=== Условие задачи ===
Выпишите из записей ниже все строки, где встречается слово «clicks».

=== Рабочие данные ===
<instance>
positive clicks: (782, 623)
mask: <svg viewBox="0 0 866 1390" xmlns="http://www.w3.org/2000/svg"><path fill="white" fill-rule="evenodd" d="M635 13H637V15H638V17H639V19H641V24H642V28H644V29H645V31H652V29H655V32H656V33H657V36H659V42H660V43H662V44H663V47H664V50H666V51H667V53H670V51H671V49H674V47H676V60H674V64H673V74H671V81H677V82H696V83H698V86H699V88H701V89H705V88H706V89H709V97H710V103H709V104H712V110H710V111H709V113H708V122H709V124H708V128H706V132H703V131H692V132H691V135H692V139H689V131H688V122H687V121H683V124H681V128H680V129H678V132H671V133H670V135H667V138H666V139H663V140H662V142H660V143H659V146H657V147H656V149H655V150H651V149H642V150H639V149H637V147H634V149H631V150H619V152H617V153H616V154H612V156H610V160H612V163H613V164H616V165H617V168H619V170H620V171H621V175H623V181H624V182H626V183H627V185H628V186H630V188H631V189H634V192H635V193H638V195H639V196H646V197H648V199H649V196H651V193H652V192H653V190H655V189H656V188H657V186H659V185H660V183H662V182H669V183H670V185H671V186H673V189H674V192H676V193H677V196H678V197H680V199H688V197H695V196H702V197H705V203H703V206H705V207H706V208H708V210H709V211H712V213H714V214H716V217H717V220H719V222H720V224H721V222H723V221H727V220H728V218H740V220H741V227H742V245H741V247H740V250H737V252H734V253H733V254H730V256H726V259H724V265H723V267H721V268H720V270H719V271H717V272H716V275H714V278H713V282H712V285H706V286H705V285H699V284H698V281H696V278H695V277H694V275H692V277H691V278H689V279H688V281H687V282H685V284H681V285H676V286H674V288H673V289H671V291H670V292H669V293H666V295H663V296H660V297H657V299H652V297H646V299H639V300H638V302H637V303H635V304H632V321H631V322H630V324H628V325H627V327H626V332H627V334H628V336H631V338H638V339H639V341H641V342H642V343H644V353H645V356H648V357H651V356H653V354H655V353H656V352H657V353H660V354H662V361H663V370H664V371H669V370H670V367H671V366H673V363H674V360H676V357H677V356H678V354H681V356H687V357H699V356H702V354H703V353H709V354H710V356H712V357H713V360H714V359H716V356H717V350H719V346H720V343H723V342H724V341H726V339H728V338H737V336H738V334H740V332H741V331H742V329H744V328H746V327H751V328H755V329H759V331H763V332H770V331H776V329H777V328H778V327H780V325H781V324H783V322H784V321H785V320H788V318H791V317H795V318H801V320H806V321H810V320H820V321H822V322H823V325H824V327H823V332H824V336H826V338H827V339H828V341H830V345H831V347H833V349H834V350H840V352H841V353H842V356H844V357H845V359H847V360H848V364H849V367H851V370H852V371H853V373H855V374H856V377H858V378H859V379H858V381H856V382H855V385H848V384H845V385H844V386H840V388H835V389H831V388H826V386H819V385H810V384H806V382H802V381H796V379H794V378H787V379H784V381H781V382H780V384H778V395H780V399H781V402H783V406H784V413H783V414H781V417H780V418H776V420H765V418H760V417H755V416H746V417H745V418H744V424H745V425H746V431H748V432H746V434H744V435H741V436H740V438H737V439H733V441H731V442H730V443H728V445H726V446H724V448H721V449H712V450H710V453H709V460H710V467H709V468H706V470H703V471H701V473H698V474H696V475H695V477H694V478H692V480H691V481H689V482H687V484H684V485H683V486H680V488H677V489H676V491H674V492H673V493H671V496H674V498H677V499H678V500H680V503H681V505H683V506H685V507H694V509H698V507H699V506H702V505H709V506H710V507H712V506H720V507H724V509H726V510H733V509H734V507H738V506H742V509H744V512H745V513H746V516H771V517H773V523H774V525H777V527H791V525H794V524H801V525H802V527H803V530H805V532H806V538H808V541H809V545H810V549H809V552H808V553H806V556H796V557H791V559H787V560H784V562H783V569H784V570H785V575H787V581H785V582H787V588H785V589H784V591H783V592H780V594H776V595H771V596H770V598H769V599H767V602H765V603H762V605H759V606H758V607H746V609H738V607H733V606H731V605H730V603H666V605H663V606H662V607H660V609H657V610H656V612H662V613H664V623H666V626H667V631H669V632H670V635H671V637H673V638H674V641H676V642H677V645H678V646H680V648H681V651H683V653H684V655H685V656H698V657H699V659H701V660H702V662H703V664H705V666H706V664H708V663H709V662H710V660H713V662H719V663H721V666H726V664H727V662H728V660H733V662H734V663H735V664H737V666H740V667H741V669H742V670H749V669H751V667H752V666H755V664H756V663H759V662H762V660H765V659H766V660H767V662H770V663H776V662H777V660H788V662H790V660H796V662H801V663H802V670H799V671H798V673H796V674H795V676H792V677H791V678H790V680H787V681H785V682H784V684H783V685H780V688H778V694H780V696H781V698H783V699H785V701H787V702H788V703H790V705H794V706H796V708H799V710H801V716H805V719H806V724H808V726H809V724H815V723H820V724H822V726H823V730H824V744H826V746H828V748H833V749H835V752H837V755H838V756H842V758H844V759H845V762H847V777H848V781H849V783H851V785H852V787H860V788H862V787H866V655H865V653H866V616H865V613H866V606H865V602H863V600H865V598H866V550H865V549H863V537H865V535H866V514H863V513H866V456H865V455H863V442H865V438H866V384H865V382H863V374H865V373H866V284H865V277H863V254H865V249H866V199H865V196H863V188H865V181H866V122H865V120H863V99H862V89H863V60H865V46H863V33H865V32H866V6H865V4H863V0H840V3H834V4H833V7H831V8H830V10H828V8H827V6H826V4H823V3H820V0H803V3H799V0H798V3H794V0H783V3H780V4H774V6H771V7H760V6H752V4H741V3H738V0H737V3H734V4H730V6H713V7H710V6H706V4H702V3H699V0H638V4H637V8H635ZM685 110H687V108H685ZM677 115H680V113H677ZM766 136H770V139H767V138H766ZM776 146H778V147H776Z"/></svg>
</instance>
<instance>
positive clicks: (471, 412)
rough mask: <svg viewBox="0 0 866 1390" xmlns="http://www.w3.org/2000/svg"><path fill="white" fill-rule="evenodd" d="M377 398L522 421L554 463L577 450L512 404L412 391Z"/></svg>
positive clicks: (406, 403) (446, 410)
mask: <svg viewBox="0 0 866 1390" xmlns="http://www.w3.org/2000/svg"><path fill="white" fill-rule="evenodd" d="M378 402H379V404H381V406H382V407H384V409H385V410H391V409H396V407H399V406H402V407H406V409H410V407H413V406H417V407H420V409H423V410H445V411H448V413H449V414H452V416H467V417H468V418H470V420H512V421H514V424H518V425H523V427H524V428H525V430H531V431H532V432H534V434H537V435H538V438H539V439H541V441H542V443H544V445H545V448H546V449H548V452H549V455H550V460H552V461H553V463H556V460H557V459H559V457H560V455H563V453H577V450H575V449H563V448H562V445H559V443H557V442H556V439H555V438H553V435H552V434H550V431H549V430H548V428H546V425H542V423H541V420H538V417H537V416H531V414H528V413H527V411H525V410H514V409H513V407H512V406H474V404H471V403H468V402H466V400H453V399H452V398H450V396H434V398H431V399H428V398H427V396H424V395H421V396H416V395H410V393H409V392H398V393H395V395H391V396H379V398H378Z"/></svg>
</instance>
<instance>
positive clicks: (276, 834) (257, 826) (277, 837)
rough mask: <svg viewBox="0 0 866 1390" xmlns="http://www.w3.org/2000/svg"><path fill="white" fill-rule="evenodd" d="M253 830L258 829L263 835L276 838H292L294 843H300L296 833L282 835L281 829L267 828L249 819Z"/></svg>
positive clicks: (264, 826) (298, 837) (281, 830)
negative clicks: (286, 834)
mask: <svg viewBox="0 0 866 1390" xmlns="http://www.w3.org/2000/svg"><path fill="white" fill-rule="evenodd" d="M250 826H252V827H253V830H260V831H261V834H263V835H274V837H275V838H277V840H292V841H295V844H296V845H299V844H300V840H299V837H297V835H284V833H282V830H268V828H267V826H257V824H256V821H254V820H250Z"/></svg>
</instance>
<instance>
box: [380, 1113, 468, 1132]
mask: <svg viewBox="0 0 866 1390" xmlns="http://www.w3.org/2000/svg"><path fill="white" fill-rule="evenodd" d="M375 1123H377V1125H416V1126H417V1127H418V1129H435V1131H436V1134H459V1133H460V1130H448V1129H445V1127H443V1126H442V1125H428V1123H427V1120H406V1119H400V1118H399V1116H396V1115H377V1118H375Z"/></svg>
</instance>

=== Решение задачи ===
positive clicks: (782, 623)
positive clicks: (471, 412)
positive clicks: (406, 403) (446, 410)
positive clicks: (276, 834) (257, 826) (277, 837)
positive clicks: (264, 826) (298, 837) (281, 830)
negative clicks: (286, 834)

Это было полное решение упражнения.